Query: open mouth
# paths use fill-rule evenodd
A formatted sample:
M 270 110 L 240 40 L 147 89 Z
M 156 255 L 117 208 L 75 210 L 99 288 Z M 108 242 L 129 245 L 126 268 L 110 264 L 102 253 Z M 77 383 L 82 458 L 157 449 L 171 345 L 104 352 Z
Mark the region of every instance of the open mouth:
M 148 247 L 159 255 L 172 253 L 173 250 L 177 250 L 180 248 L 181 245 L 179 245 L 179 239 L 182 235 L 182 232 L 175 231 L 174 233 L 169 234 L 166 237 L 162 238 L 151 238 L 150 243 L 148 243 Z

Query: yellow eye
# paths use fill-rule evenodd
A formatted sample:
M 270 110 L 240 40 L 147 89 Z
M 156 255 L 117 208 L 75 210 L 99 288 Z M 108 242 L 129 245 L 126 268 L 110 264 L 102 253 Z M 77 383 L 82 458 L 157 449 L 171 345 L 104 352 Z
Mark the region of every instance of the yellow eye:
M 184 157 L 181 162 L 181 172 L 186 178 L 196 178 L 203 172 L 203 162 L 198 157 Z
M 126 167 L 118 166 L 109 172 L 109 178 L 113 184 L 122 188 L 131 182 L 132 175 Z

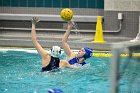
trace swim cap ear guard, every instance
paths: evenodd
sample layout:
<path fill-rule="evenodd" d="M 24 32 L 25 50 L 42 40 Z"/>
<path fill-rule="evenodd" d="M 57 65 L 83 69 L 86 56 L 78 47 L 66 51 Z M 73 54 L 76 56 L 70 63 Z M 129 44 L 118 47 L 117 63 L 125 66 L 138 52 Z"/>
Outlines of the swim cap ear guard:
<path fill-rule="evenodd" d="M 60 57 L 61 56 L 61 48 L 59 46 L 52 46 L 51 56 Z"/>
<path fill-rule="evenodd" d="M 84 50 L 85 50 L 85 54 L 84 54 L 84 58 L 87 59 L 87 58 L 90 58 L 92 56 L 92 49 L 91 48 L 88 48 L 88 47 L 84 47 Z"/>

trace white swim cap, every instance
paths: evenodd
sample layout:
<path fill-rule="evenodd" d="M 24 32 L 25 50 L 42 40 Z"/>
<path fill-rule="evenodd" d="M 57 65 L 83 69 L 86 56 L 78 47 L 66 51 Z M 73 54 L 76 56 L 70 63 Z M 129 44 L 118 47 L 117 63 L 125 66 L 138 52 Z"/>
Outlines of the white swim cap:
<path fill-rule="evenodd" d="M 52 46 L 51 56 L 60 57 L 61 56 L 61 48 L 59 46 Z"/>

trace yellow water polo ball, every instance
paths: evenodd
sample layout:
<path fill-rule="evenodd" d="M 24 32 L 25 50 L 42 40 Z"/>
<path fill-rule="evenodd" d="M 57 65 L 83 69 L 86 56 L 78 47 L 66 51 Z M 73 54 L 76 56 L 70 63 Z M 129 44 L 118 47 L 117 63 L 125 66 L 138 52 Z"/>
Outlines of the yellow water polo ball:
<path fill-rule="evenodd" d="M 73 17 L 73 11 L 69 8 L 64 8 L 61 10 L 60 16 L 64 21 L 70 21 Z"/>

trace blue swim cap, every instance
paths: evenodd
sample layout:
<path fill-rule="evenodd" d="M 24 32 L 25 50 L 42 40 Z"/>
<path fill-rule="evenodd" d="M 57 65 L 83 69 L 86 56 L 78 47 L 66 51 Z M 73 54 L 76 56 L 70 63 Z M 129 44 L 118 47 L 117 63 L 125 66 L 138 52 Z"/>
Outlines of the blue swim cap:
<path fill-rule="evenodd" d="M 85 50 L 86 53 L 84 54 L 83 57 L 84 57 L 85 59 L 91 57 L 91 55 L 92 55 L 92 49 L 89 48 L 89 47 L 84 47 L 84 50 Z"/>
<path fill-rule="evenodd" d="M 61 89 L 49 89 L 48 93 L 64 93 Z"/>

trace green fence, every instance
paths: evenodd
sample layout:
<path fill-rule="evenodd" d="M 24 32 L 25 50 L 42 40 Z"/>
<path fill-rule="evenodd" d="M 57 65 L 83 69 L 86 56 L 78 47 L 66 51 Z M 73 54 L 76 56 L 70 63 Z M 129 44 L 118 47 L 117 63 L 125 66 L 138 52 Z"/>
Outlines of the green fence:
<path fill-rule="evenodd" d="M 104 9 L 104 0 L 0 0 L 0 7 Z"/>

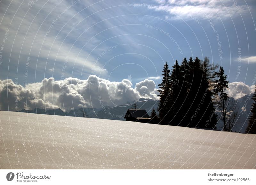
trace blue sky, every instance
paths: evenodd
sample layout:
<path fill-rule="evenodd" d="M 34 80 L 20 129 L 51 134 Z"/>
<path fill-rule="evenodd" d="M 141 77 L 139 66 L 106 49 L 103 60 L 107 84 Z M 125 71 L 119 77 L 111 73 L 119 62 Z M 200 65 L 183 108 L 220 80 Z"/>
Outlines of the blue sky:
<path fill-rule="evenodd" d="M 171 67 L 190 56 L 221 65 L 230 83 L 251 86 L 256 74 L 255 1 L 2 0 L 0 5 L 0 79 L 17 78 L 22 86 L 25 78 L 31 83 L 92 75 L 128 79 L 133 88 L 145 79 L 157 84 L 165 61 Z"/>

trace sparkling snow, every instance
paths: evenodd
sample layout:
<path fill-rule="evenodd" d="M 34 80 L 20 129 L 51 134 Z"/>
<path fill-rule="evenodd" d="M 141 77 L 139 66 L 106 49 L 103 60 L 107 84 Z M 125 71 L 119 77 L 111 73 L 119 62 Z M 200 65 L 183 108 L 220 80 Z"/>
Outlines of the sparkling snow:
<path fill-rule="evenodd" d="M 255 169 L 255 134 L 0 111 L 1 169 Z"/>

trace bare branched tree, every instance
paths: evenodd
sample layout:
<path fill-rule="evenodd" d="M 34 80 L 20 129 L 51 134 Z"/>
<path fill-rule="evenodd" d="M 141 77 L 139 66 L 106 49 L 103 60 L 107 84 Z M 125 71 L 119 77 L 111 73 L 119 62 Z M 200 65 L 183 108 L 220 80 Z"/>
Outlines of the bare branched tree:
<path fill-rule="evenodd" d="M 240 123 L 237 122 L 239 107 L 234 99 L 230 98 L 225 101 L 224 106 L 226 111 L 226 125 L 224 125 L 223 130 L 231 132 L 235 124 Z M 223 110 L 222 104 L 220 103 L 219 106 L 217 107 L 217 109 L 220 111 Z M 220 116 L 220 119 L 223 121 L 223 114 Z"/>

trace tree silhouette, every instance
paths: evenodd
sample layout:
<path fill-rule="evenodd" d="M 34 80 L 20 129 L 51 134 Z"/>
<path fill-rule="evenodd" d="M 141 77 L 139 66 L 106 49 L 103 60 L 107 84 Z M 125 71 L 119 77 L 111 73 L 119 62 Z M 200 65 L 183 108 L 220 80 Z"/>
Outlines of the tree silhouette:
<path fill-rule="evenodd" d="M 218 77 L 218 79 L 216 81 L 216 87 L 215 89 L 215 94 L 218 96 L 219 99 L 221 101 L 222 103 L 221 106 L 219 105 L 218 104 L 217 106 L 217 107 L 220 108 L 220 111 L 221 112 L 224 125 L 223 130 L 224 131 L 227 131 L 227 107 L 225 102 L 227 101 L 229 97 L 226 93 L 226 90 L 227 88 L 228 89 L 229 82 L 226 80 L 227 75 L 224 75 L 224 70 L 223 67 L 220 67 L 219 72 L 215 72 L 215 73 Z"/>
<path fill-rule="evenodd" d="M 164 70 L 162 71 L 163 76 L 162 82 L 159 84 L 159 90 L 157 92 L 160 94 L 160 102 L 158 105 L 158 111 L 159 112 L 159 117 L 160 122 L 167 124 L 169 122 L 167 115 L 170 108 L 170 100 L 169 97 L 171 92 L 170 91 L 170 84 L 171 84 L 171 78 L 170 76 L 170 71 L 169 69 L 167 62 L 166 62 L 164 67 Z"/>
<path fill-rule="evenodd" d="M 137 103 L 134 103 L 131 106 L 131 108 L 132 109 L 138 109 L 139 106 Z"/>
<path fill-rule="evenodd" d="M 254 100 L 252 105 L 251 110 L 252 114 L 249 119 L 246 131 L 246 133 L 248 134 L 256 134 L 256 85 L 255 86 L 254 90 L 255 93 L 252 98 Z"/>
<path fill-rule="evenodd" d="M 151 123 L 158 124 L 158 117 L 156 111 L 156 109 L 155 107 L 153 107 L 153 109 L 151 111 L 150 118 L 152 119 L 151 121 Z"/>

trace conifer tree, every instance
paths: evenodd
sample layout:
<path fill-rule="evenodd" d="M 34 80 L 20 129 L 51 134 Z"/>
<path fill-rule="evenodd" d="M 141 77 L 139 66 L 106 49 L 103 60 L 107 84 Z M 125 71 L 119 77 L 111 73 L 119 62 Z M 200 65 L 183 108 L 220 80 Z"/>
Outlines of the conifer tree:
<path fill-rule="evenodd" d="M 151 111 L 151 114 L 150 116 L 150 118 L 151 120 L 150 122 L 154 124 L 158 124 L 158 117 L 156 111 L 156 109 L 155 107 L 153 107 L 152 110 Z"/>
<path fill-rule="evenodd" d="M 256 134 L 256 85 L 254 90 L 255 93 L 252 98 L 254 100 L 251 110 L 252 114 L 249 119 L 246 131 L 246 132 L 248 134 Z"/>
<path fill-rule="evenodd" d="M 171 84 L 170 73 L 169 67 L 166 62 L 164 67 L 164 70 L 162 71 L 163 76 L 162 82 L 158 85 L 160 89 L 157 91 L 159 92 L 160 102 L 158 105 L 158 111 L 160 122 L 162 124 L 168 124 L 168 121 L 167 118 L 167 113 L 170 108 L 170 94 L 171 93 L 170 90 L 170 85 Z"/>
<path fill-rule="evenodd" d="M 215 81 L 216 87 L 215 94 L 218 96 L 220 101 L 220 103 L 221 103 L 221 106 L 218 106 L 218 105 L 217 106 L 218 107 L 220 108 L 224 125 L 223 130 L 227 131 L 227 107 L 225 102 L 229 97 L 226 93 L 226 90 L 227 88 L 228 89 L 229 82 L 226 80 L 227 75 L 224 75 L 224 70 L 223 67 L 220 67 L 220 71 L 219 72 L 215 73 L 218 77 L 218 79 Z"/>
<path fill-rule="evenodd" d="M 170 125 L 176 126 L 180 124 L 181 117 L 180 114 L 182 111 L 180 99 L 183 98 L 183 96 L 179 96 L 182 85 L 180 69 L 180 66 L 176 60 L 175 64 L 172 66 L 171 74 L 171 93 L 170 95 L 170 101 L 171 108 L 168 114 L 169 120 L 171 122 Z"/>

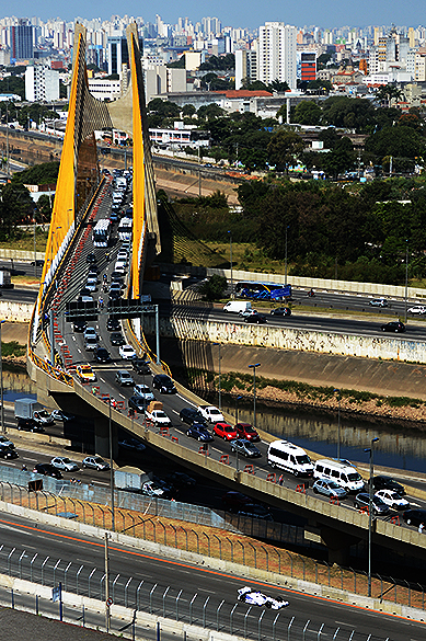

____

Rewrite the listing from the line with "trace swim cap ear guard, every instance" to the line with "46 L 51 56 L" as a numbered list, leaving out blank lines.

__Result__
1. trace swim cap ear guard, every instance
2. paths: evenodd
3. sample layout:
4. <path fill-rule="evenodd" d="M 24 32 L 25 50 L 42 40 Z"/>
5. <path fill-rule="evenodd" d="M 57 65 L 83 69 L 86 56 L 78 47 L 66 51 Z M 73 54 L 76 56 L 70 63 Z M 129 44 L 118 47 L 117 63 L 125 66 L 138 52 Z"/>
6. Outlines of the swim cap ear guard:
7. <path fill-rule="evenodd" d="M 60 57 L 61 56 L 61 48 L 59 46 L 52 46 L 51 56 Z"/>
8. <path fill-rule="evenodd" d="M 84 50 L 85 50 L 85 54 L 84 54 L 84 58 L 87 59 L 87 58 L 90 58 L 92 56 L 92 49 L 91 48 L 88 48 L 88 47 L 84 47 Z"/>
9. trace white swim cap, every instance
10. paths: evenodd
11. sample layout:
12. <path fill-rule="evenodd" d="M 24 32 L 25 50 L 42 40 Z"/>
13. <path fill-rule="evenodd" d="M 57 65 L 83 69 L 86 56 L 78 47 L 66 51 Z M 73 54 L 76 56 L 70 63 Z M 129 44 L 118 47 L 117 63 L 125 66 L 138 52 Z"/>
14. Outlines of the white swim cap:
15. <path fill-rule="evenodd" d="M 52 46 L 51 56 L 60 57 L 61 56 L 61 48 L 59 46 Z"/>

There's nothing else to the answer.